[Exercise instructions] Rewrite the records below as a JSON list of strings with one string per line, leaving out any blank lines.

[The data]
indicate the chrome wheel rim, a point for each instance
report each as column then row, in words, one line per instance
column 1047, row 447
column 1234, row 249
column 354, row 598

[Reply]
[
  "indicate the chrome wheel rim, a point for each instance",
  "report each as column then row, in words, one line per instance",
  "column 1047, row 447",
  "column 1234, row 249",
  "column 354, row 598"
]